> MATERIALS PROVIDED:

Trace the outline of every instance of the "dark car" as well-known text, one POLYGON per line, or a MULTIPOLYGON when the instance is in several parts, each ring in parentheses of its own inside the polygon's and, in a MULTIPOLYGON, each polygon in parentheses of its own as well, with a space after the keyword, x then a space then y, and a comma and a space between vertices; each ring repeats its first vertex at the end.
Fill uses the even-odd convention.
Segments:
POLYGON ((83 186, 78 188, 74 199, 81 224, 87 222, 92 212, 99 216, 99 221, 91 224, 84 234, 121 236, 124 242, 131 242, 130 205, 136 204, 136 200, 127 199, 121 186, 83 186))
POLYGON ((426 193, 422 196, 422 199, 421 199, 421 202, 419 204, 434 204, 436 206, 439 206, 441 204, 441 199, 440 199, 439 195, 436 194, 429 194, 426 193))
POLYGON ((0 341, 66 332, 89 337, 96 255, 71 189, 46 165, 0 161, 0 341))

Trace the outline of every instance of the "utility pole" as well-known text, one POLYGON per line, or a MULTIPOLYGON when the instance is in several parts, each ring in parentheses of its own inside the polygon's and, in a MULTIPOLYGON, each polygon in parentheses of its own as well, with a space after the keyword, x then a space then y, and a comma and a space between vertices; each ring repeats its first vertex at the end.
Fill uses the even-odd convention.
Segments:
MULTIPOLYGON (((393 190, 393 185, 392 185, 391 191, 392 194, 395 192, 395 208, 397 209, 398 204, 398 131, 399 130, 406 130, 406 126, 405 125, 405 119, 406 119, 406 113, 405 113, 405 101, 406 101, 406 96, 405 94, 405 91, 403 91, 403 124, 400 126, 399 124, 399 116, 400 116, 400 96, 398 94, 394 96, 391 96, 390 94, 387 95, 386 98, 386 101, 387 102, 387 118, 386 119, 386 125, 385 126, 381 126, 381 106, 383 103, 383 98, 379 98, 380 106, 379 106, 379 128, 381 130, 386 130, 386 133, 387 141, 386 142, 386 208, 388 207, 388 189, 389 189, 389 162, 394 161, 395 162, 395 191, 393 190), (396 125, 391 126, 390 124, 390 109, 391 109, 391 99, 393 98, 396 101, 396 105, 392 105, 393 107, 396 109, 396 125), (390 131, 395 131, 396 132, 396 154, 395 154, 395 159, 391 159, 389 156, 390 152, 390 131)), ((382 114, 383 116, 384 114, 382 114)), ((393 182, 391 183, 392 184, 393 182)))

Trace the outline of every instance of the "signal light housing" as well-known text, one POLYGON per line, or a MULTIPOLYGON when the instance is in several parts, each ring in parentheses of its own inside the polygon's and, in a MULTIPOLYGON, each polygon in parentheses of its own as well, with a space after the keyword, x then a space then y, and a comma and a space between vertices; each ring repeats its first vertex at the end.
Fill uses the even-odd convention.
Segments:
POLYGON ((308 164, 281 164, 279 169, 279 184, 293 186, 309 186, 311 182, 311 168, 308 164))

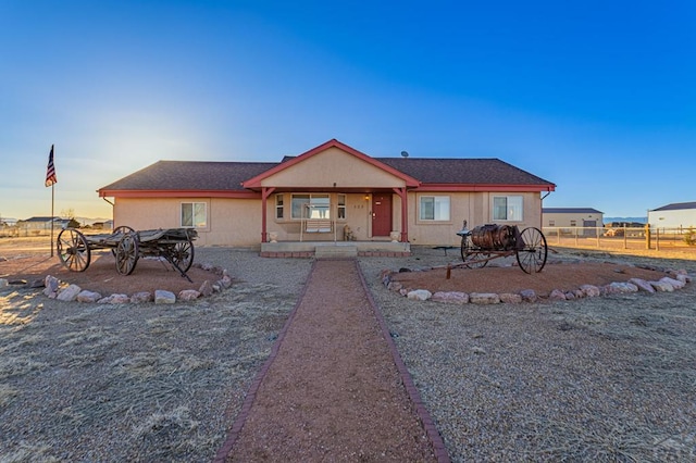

> WHAT IS REQUIRED: Render all of the data above as a numbered list, one line per item, omitting blank lines and the pictures.

> ANSWER TO THE TASK:
1. Trace the outline of every instance of the "dark car" as well-known text, one POLYGON per line, or a MULTIPOLYGON when the instance is in several parts, each ring in parentheses of its own inside the polygon's and, in a MULTIPOLYGON, each polygon in parentheses of its own as well, with a space after the keyword, x then a space then y, and a comma and a space between vertices; each ring repeats its first vertex at the end.
2. Fill uses the even-odd convention.
3. Segments:
4. POLYGON ((83 186, 78 188, 74 199, 81 224, 87 222, 92 212, 99 216, 99 221, 91 224, 84 234, 121 236, 124 242, 131 242, 130 205, 136 204, 136 200, 127 199, 121 186, 83 186))
5. POLYGON ((426 193, 422 196, 422 199, 421 199, 421 202, 419 204, 434 204, 436 206, 439 206, 441 204, 441 199, 440 199, 439 195, 436 194, 429 194, 426 193))
6. POLYGON ((0 341, 66 332, 89 337, 96 255, 71 189, 46 165, 0 161, 0 341))
7. Trace the outline of every instance of the "utility pole" as well-known text, one POLYGON per line, or a MULTIPOLYGON when the instance is in several parts, each ring in parentheses of its own inside the polygon's and, in a MULTIPOLYGON, each polygon in parentheses of its own as well, with a space after the keyword, x then a space then y, and a comma and a space between vertices; each ring repeats its first vertex at the end.
8. Fill uses the even-odd convention.
9. Segments:
10. MULTIPOLYGON (((393 190, 393 185, 392 185, 391 191, 392 194, 395 192, 395 208, 397 209, 398 204, 398 131, 399 130, 406 130, 406 126, 405 125, 405 119, 406 119, 406 113, 405 113, 405 101, 406 101, 406 96, 405 94, 405 91, 403 91, 403 124, 400 126, 399 124, 399 116, 400 116, 400 96, 398 94, 394 96, 391 96, 390 94, 387 95, 386 98, 386 101, 387 102, 387 118, 386 119, 386 125, 385 126, 381 126, 381 106, 383 103, 383 98, 379 98, 380 106, 379 106, 379 128, 381 130, 386 130, 386 133, 387 141, 386 142, 386 208, 388 207, 388 189, 389 189, 389 162, 394 161, 395 162, 395 191, 393 190), (396 125, 391 126, 390 124, 390 109, 391 109, 391 99, 393 98, 396 101, 396 105, 392 105, 393 107, 396 109, 396 125), (390 131, 395 131, 396 132, 396 154, 395 154, 395 159, 391 159, 389 156, 390 152, 390 131)), ((382 114, 383 116, 384 114, 382 114)), ((393 182, 391 183, 392 184, 393 182)))
11. Trace the outline of every instance of the "signal light housing" as well-known text, one POLYGON per line, or a MULTIPOLYGON when the instance is in several parts, each ring in parentheses of its own inside the polygon's and, in a MULTIPOLYGON, each polygon in parentheses of its own as well, with a space after the keyword, x then a space then y, and a comma and a space between vertices; each ring repeats its first vertex at the end.
12. Fill uses the even-odd convention.
13. Segments:
14. POLYGON ((308 164, 281 164, 279 169, 279 184, 293 186, 309 186, 311 182, 311 168, 308 164))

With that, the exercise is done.